### What is expected
Please copy the lines below word for word, starting with the line that contains "Provide the mask of every instance of the submerged" and continuing through the line that contains "359 403 L 345", with both of those lines included.

### Data provided
┌──

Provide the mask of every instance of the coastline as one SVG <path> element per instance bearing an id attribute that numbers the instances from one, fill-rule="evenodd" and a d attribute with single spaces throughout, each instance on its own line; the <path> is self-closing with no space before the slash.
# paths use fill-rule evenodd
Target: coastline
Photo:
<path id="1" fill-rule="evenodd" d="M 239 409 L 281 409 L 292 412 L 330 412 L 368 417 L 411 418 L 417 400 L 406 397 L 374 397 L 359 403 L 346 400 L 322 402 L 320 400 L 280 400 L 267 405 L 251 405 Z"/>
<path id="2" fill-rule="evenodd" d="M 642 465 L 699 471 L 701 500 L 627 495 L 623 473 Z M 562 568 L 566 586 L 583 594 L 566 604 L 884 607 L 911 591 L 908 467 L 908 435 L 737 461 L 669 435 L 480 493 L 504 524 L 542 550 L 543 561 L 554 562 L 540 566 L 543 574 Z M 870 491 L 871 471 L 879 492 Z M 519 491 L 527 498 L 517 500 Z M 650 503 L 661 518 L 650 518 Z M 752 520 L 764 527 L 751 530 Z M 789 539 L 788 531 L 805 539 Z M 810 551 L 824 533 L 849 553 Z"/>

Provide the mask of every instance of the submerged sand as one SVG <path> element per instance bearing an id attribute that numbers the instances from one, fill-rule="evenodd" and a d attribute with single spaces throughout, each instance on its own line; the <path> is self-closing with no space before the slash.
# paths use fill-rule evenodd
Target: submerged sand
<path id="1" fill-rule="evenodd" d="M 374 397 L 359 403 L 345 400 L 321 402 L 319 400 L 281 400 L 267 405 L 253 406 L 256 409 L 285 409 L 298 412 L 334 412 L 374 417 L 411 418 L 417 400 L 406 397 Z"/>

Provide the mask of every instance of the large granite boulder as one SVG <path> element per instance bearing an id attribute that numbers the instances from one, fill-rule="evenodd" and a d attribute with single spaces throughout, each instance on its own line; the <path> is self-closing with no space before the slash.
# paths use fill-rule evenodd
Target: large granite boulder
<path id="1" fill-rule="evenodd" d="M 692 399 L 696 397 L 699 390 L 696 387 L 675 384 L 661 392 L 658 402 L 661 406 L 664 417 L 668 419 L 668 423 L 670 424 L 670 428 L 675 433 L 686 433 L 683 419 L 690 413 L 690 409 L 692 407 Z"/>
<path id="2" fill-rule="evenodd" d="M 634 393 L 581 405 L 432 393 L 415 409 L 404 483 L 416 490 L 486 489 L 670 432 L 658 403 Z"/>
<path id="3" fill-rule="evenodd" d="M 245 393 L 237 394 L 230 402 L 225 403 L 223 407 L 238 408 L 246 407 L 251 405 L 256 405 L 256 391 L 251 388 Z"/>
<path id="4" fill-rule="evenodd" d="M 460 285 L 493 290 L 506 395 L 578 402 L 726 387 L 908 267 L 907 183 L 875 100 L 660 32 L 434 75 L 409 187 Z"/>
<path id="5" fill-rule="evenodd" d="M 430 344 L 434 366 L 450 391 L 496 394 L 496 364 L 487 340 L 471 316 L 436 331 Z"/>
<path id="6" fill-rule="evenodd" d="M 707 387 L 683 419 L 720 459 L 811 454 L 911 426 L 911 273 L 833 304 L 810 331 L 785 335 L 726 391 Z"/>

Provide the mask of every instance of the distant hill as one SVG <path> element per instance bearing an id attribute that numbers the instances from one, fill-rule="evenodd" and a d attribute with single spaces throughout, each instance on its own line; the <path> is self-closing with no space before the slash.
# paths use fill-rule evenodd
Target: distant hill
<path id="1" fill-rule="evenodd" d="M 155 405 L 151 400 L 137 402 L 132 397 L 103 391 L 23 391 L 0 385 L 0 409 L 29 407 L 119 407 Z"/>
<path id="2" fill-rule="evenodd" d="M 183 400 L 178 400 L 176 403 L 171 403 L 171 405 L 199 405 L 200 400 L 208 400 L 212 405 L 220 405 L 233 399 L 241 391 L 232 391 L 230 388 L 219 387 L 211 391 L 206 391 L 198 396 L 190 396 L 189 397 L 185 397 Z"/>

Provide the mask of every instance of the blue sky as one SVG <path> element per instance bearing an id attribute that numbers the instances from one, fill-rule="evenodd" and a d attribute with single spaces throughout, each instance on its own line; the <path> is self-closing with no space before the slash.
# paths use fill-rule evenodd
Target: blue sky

└──

### Exercise result
Provide the mask of every instance of the submerged sand as one SVG <path> element per instance bearing an id attribute that numbers the instances from one, fill-rule="evenodd" and a d attribute with single spaces throughout, each instance on its own line; the <path> is self-closing with no space before the slash.
# paths use fill-rule evenodd
Target: submerged sand
<path id="1" fill-rule="evenodd" d="M 374 397 L 359 403 L 345 400 L 321 402 L 319 400 L 281 400 L 267 405 L 253 406 L 256 409 L 285 409 L 298 412 L 334 412 L 374 417 L 411 418 L 417 400 L 406 397 Z"/>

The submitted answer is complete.